- STATED PROBLEM: Print every line of the material below with no changes.
___ DATA PROVIDED ___
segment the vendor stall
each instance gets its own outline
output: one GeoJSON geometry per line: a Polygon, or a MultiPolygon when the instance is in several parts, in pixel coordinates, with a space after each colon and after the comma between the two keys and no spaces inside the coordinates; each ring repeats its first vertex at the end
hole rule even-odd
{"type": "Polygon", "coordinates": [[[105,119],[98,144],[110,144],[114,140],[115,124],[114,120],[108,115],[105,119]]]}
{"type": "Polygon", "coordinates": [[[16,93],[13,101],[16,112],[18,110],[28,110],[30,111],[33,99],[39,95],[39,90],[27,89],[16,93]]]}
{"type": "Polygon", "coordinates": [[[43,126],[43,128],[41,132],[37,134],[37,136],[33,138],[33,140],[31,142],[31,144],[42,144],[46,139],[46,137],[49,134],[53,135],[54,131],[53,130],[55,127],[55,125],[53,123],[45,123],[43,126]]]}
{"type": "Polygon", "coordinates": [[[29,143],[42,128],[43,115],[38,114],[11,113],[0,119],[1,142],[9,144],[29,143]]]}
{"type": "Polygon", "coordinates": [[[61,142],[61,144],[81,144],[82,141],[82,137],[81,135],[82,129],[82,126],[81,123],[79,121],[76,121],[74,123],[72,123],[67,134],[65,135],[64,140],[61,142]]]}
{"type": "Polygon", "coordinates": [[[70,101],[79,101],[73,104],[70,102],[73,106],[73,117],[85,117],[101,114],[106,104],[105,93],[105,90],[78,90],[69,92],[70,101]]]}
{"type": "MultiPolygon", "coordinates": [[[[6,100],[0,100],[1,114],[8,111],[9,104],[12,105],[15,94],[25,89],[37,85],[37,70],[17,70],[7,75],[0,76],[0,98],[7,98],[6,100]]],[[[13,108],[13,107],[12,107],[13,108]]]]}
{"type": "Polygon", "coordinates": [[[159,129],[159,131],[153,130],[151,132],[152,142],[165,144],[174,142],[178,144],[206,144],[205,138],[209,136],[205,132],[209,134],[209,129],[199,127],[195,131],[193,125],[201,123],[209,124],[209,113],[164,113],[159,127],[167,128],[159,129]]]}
___
- CORRECT OUTPUT:
segment the vendor stall
each instance gets its own outline
output: one GeoJSON geometry per line: a Polygon, or a MultiPolygon when the instance is in several parts, in pixel coordinates, with a space after each colon and after the comma between the two keys and no spaces inside the coordinates; each ring repeats its first vertex at the end
hole rule even-odd
{"type": "Polygon", "coordinates": [[[105,119],[98,144],[110,144],[114,140],[115,124],[114,120],[108,115],[105,119]]]}
{"type": "Polygon", "coordinates": [[[16,93],[13,101],[16,112],[18,110],[28,110],[30,111],[33,99],[39,95],[39,90],[27,89],[16,93]]]}
{"type": "Polygon", "coordinates": [[[43,126],[43,128],[41,132],[37,134],[37,136],[33,138],[33,140],[31,142],[31,144],[42,144],[46,139],[46,137],[49,134],[53,135],[54,131],[53,130],[55,127],[55,125],[53,123],[45,123],[43,126]]]}
{"type": "Polygon", "coordinates": [[[29,143],[42,128],[43,115],[38,114],[11,113],[0,119],[1,142],[9,144],[29,143]]]}
{"type": "Polygon", "coordinates": [[[61,142],[61,144],[81,144],[82,141],[82,137],[81,135],[82,129],[82,126],[81,123],[79,121],[76,121],[74,123],[72,123],[67,134],[65,135],[64,140],[61,142]]]}
{"type": "Polygon", "coordinates": [[[70,101],[79,101],[73,104],[70,102],[73,106],[73,117],[85,117],[101,114],[106,104],[105,93],[105,90],[78,90],[69,92],[70,101]]]}
{"type": "MultiPolygon", "coordinates": [[[[6,100],[0,100],[1,114],[8,111],[9,104],[12,105],[15,94],[25,89],[37,85],[37,70],[17,70],[7,75],[0,76],[0,98],[7,98],[6,100]]],[[[13,108],[13,107],[12,107],[13,108]]]]}
{"type": "Polygon", "coordinates": [[[159,129],[159,131],[153,130],[151,132],[152,142],[165,144],[174,142],[178,144],[206,144],[205,138],[209,136],[205,132],[209,134],[209,129],[199,127],[195,131],[193,125],[201,123],[209,124],[209,113],[164,113],[159,127],[167,128],[159,129]]]}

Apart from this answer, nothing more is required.